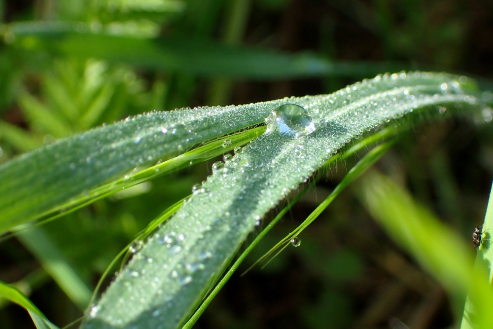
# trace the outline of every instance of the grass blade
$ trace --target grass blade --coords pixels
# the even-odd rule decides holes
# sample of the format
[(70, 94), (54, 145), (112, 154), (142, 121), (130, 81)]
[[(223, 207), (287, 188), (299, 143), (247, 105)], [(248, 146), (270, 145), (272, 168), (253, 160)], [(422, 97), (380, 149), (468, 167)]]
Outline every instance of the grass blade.
[(19, 232), (17, 237), (70, 299), (80, 309), (85, 309), (92, 294), (91, 290), (69, 265), (42, 228), (31, 227)]
[[(483, 239), (491, 239), (491, 233), (490, 232), (493, 230), (493, 197), (493, 197), (493, 185), (492, 185), (492, 192), (490, 193), (490, 199), (488, 201), (488, 208), (485, 216), (485, 222), (483, 224), (482, 231), (484, 232)], [(493, 275), (493, 269), (492, 266), (493, 250), (492, 250), (491, 242), (489, 240), (483, 240), (483, 242), (486, 244), (483, 244), (479, 247), (478, 253), (476, 255), (474, 267), (476, 271), (481, 270), (481, 268), (487, 269), (489, 271), (488, 279), (490, 284), (491, 285), (492, 276)], [(460, 329), (472, 329), (475, 328), (475, 323), (478, 321), (480, 322), (483, 321), (481, 318), (481, 315), (476, 313), (477, 307), (475, 307), (475, 302), (485, 302), (474, 301), (473, 298), (473, 296), (471, 295), (470, 293), (466, 299), (465, 305), (464, 306), (464, 314), (460, 324)]]
[(17, 288), (0, 281), (0, 295), (26, 309), (29, 312), (37, 329), (59, 329), (58, 327), (50, 322), (41, 311)]
[(467, 321), (475, 324), (473, 328), (493, 328), (493, 289), (485, 268), (473, 269), (470, 245), (389, 179), (374, 173), (359, 187), (361, 200), (372, 217), (456, 302), (461, 301), (458, 306), (461, 307), (469, 292), (475, 312), (473, 317), (468, 314)]

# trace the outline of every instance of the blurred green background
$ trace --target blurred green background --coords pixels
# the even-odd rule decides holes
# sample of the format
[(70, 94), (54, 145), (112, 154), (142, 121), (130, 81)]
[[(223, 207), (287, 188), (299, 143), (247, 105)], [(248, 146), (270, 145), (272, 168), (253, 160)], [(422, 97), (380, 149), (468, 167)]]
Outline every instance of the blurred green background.
[[(328, 93), (401, 70), (464, 74), (487, 87), (493, 78), (490, 0), (0, 0), (0, 163), (154, 110)], [(484, 122), (492, 114), (482, 123), (426, 121), (377, 165), (466, 239), (482, 222), (493, 176)], [(243, 269), (357, 159), (334, 167)], [(97, 201), (40, 234), (92, 290), (119, 251), (205, 179), (214, 161)], [(301, 237), (300, 248), (264, 269), (235, 274), (194, 328), (397, 328), (397, 319), (411, 329), (453, 328), (443, 290), (350, 189)], [(36, 248), (2, 240), (0, 280), (15, 283), (62, 327), (83, 307), (47, 274)], [(23, 309), (0, 300), (0, 328), (34, 326)]]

—————

**DEINE AUFGABE**
Schreib den Abschnitt vom Anfang der Zeilen bis einschließlich der Zeile mit „317), (468, 314)]“ unverändert ab. Lass die Bilder dabei weg.

**ENDERGEBNIS**
# trace the outline of every instance of the grass blade
$ trace --target grass blade --coords pixels
# the even-odd rule decides holes
# sample of the format
[(70, 94), (54, 145), (112, 154), (142, 121), (130, 81)]
[[(223, 207), (287, 188), (299, 143), (247, 105)], [(248, 146), (270, 145), (272, 168), (253, 160)], [(422, 97), (380, 149), (468, 167)]]
Outline every instance of the grass blade.
[(19, 232), (17, 237), (70, 299), (80, 309), (85, 309), (92, 294), (91, 290), (69, 265), (42, 228), (31, 227)]
[[(483, 239), (491, 239), (491, 233), (490, 232), (493, 230), (493, 197), (493, 197), (493, 185), (492, 185), (492, 192), (490, 193), (490, 199), (488, 201), (488, 208), (485, 216), (485, 222), (483, 224), (482, 231), (484, 232)], [(493, 275), (493, 269), (492, 266), (493, 250), (492, 250), (491, 242), (489, 240), (483, 240), (483, 242), (486, 244), (483, 244), (479, 247), (478, 253), (476, 255), (474, 267), (476, 271), (481, 270), (481, 268), (487, 269), (489, 271), (488, 279), (490, 284), (491, 285), (492, 276)], [(460, 329), (472, 329), (475, 328), (475, 323), (478, 321), (480, 322), (483, 321), (481, 318), (481, 315), (476, 313), (477, 307), (475, 307), (475, 302), (485, 302), (474, 301), (473, 298), (473, 296), (471, 295), (470, 293), (466, 299), (465, 305), (464, 306), (464, 314), (460, 324)]]
[(17, 288), (0, 281), (0, 295), (26, 309), (29, 312), (37, 329), (59, 329), (58, 327), (50, 322), (41, 311)]
[(467, 321), (475, 324), (473, 328), (493, 328), (493, 289), (485, 268), (473, 269), (470, 245), (389, 179), (374, 173), (359, 187), (361, 200), (372, 217), (456, 302), (461, 301), (458, 306), (461, 307), (469, 292), (475, 312), (473, 317), (468, 314)]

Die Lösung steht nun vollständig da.